- ASSIGNMENT -
What is wanted is the line holding "Target: hanging fruit bunch" and every later line through the end of the entries, set down exactly.

(Records from a collection)
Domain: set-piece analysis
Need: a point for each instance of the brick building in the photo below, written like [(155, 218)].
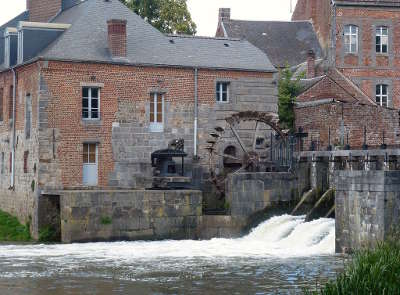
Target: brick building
[(360, 42), (88, 90)]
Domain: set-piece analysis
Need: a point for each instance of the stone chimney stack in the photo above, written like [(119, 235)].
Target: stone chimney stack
[(311, 64), (43, 10), (117, 37), (224, 15)]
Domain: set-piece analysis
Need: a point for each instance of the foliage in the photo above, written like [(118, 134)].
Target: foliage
[(48, 234), (106, 220), (11, 230), (370, 272), (168, 16), (288, 89)]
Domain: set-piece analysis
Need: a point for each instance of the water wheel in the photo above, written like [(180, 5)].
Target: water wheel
[(248, 153)]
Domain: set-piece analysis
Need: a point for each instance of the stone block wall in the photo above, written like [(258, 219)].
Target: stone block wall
[(367, 207), (353, 117), (129, 215), (251, 193)]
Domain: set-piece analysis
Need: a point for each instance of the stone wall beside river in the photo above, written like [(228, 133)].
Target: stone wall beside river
[(129, 215)]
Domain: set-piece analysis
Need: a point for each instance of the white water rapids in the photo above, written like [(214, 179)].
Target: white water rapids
[(283, 236)]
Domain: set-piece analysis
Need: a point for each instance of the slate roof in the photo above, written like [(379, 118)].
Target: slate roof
[(86, 40), (395, 3), (283, 42), (12, 23)]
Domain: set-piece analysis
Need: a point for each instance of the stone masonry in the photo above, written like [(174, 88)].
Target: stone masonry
[(367, 207)]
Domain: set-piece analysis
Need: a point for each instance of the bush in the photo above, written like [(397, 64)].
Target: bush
[(11, 230), (370, 272)]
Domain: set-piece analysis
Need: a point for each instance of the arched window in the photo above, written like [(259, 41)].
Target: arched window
[(351, 39), (382, 40), (382, 95)]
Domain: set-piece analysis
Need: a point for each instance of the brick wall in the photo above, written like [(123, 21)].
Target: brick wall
[(368, 68), (43, 10), (316, 121), (125, 142), (319, 12)]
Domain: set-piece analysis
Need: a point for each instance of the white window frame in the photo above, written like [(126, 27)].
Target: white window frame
[(380, 96), (352, 34), (154, 125), (94, 165), (219, 91), (383, 37), (90, 98)]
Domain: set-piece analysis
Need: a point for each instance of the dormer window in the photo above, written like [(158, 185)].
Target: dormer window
[(351, 39)]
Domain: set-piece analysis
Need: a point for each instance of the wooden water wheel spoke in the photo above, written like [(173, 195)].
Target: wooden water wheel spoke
[(255, 135), (238, 139)]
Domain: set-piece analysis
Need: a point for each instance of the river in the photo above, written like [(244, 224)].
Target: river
[(283, 255)]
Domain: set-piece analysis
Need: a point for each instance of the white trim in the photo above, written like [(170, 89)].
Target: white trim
[(90, 104), (157, 126), (43, 25)]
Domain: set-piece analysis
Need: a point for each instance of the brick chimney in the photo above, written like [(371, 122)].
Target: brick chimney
[(43, 10), (224, 15), (311, 64), (117, 37)]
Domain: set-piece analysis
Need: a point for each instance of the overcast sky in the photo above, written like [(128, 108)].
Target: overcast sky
[(204, 12)]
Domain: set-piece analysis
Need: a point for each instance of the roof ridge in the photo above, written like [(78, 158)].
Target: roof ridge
[(201, 37)]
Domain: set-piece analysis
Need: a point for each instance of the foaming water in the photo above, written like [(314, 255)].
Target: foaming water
[(282, 255), (283, 236)]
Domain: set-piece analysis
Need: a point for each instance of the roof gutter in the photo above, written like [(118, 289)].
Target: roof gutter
[(12, 180)]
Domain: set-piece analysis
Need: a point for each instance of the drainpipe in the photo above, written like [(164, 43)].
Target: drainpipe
[(196, 110), (13, 130)]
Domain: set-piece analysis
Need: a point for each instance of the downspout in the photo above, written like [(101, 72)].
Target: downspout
[(13, 130), (196, 111)]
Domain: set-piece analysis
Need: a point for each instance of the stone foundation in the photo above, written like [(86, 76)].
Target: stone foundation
[(129, 215), (367, 207)]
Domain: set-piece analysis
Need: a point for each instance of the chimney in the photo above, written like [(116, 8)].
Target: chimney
[(224, 15), (43, 10), (117, 37), (311, 64)]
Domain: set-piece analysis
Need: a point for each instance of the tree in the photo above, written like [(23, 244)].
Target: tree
[(288, 89), (168, 16)]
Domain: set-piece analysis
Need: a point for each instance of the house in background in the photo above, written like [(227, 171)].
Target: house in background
[(88, 90), (285, 43)]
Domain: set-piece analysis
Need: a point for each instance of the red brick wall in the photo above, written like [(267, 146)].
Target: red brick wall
[(316, 120), (121, 83), (370, 68), (43, 10), (319, 12)]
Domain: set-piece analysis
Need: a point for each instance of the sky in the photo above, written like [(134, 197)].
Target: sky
[(204, 12)]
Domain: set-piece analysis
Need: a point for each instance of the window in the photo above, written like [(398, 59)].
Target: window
[(28, 116), (1, 104), (382, 40), (222, 92), (156, 112), (26, 155), (351, 39), (11, 102), (382, 95), (90, 103), (90, 167)]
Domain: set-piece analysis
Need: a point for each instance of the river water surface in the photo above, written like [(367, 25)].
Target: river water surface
[(283, 255)]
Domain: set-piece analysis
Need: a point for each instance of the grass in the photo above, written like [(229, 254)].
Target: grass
[(375, 271), (11, 230)]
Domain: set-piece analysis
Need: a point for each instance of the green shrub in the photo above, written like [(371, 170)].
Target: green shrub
[(11, 230), (374, 272)]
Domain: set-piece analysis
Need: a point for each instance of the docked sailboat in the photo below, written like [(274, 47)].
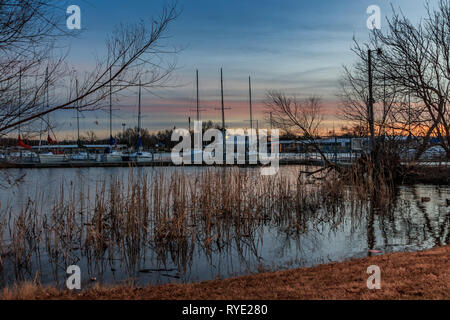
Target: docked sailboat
[(49, 157), (111, 154)]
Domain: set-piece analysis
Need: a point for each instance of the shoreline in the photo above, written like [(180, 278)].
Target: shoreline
[(404, 275)]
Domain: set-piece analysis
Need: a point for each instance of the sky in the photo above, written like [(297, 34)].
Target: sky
[(295, 46)]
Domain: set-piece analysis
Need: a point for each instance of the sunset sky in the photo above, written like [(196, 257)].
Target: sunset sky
[(296, 46)]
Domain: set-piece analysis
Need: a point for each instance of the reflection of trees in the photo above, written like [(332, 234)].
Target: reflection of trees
[(163, 223)]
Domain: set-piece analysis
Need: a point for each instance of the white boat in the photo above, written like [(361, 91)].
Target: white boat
[(49, 157), (114, 156), (141, 156), (83, 156)]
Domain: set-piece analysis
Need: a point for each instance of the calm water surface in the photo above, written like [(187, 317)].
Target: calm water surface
[(419, 219)]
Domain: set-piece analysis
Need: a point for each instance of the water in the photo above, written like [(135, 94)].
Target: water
[(419, 219)]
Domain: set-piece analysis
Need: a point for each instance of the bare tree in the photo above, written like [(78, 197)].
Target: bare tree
[(136, 55), (297, 116), (411, 76)]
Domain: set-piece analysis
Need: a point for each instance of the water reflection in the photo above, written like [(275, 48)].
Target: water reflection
[(157, 225)]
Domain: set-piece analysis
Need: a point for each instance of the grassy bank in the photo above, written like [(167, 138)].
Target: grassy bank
[(406, 275)]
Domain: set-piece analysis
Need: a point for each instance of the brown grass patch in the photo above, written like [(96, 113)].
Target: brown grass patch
[(406, 275)]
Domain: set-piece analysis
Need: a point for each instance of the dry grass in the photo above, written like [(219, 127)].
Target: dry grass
[(418, 275)]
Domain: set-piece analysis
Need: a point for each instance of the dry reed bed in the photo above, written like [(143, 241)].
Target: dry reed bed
[(168, 213)]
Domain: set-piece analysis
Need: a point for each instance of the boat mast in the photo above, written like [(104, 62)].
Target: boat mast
[(78, 113), (139, 117), (110, 108), (250, 101), (198, 100)]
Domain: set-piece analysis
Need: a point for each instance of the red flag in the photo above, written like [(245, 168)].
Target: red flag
[(22, 144)]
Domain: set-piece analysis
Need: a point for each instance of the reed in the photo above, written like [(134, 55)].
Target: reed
[(171, 214)]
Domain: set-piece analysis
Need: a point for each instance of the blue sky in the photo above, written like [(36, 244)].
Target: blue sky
[(293, 45)]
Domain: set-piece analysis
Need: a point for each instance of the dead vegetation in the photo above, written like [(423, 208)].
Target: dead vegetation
[(418, 275)]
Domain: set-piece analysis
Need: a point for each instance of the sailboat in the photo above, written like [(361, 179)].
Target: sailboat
[(48, 157), (111, 155)]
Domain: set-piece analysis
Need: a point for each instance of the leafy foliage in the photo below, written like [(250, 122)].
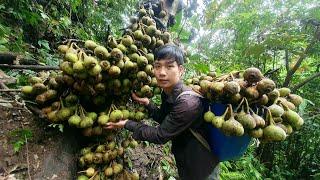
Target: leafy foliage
[(19, 138)]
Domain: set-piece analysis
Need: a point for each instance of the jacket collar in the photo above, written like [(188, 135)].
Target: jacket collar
[(177, 89)]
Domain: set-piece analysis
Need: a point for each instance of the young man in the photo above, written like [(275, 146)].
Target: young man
[(176, 116)]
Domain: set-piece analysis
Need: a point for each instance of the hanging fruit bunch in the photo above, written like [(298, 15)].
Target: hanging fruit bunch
[(263, 111), (96, 80), (94, 87), (107, 160)]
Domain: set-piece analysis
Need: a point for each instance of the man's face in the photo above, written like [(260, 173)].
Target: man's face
[(167, 73)]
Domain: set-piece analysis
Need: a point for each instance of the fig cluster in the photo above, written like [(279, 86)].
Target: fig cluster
[(106, 160), (261, 110)]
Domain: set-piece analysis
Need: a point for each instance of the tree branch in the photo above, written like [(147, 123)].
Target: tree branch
[(299, 85), (301, 58), (32, 67), (287, 60)]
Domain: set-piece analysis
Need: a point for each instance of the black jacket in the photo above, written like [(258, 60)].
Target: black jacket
[(193, 160)]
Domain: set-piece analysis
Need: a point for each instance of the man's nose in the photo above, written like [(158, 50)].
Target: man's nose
[(162, 71)]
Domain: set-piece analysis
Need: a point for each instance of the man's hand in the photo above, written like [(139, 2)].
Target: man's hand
[(117, 125), (143, 101)]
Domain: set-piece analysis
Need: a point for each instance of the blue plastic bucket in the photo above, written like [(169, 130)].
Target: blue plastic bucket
[(225, 147)]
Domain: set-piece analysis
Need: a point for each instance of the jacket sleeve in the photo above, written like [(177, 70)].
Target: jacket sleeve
[(178, 120)]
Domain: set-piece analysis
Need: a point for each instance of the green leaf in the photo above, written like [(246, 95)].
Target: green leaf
[(17, 146), (44, 44)]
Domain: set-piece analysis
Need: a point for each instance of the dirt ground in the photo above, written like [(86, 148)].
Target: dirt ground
[(50, 154)]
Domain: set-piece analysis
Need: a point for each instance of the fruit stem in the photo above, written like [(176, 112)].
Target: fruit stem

- RESULT OF THIS EXERCISE -
Target: hanging fruit bunch
[(263, 111), (96, 80), (94, 87), (107, 160)]
Domain: set-piece analysis
Need: a point for each instance of the man's face in the photo above, written like [(260, 173)].
Target: man's face
[(167, 73)]
Domain: set-piece analysis
Need: a point for each instance of the fig cluster in the photo above, written like [(279, 86)].
Target: fig cluster
[(106, 160), (261, 110)]
Domain: set-piece analysis
Need: a point for each instance of the tree branch in the photo above, written like [(147, 123)].
Target: tree branch
[(299, 85), (301, 58), (32, 67), (287, 60)]
Domain: set-piece analysis
Need: a point for each instance of the black jacket in the photo above, written like [(258, 60)].
Target: black jacket
[(193, 160)]
Domain: set-piece analysis
Need: a point for each instance of the man's nose in the photo above, written like [(158, 50)].
Target: man's nose
[(162, 71)]
Domain: set-piece analysis
Need: a point for each instance of the man's hand in the photo above, written like [(139, 2)].
Target: man's hand
[(117, 125), (143, 101)]
Domain: set-piece analysis
Need: a point for each instance of the blue plastic bucket in the photo above, written like [(169, 130)].
Target: blue plastic bucket
[(225, 147)]
Domain: set-piece analysis
Need: a point for each instance of the jacket sleeve in the photo above, written like [(177, 70)].
Target: jacket sleeve
[(178, 120)]
Domain: set-piece analysis
Need: a point for each instance of the green leaf in the photo above, written like [(246, 95)].
Target: green leaf
[(17, 146), (44, 44)]
Domain: set-piece analysis
Need: a point for each instance of the dirt ground in the photo above, written like [(86, 148)].
Target: dirt ground
[(50, 154)]
Domain: set-piece analysis
Need: a point for each instance of the fruit stem in the photo above, written like [(176, 112)].
Target: fruit stem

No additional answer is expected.